__THE REQUEST__:
Copy each of the items below verbatim, reproducing every line as it appears.

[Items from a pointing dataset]
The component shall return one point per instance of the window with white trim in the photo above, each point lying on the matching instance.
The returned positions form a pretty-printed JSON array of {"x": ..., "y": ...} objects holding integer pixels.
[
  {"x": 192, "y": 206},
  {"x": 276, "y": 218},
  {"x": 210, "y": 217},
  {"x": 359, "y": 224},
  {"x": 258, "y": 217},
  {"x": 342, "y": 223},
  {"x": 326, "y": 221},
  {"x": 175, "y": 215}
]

__PROBLEM SOLUTION__:
The component shall return one point per instance of the window with white trim in the photo above, each point lying on the matching instance.
The returned positions form a pretty-printed JSON array of {"x": ..., "y": ...} objects holding integer pixels.
[
  {"x": 192, "y": 206},
  {"x": 276, "y": 218},
  {"x": 210, "y": 217},
  {"x": 359, "y": 224},
  {"x": 258, "y": 217},
  {"x": 342, "y": 223},
  {"x": 326, "y": 221},
  {"x": 175, "y": 215}
]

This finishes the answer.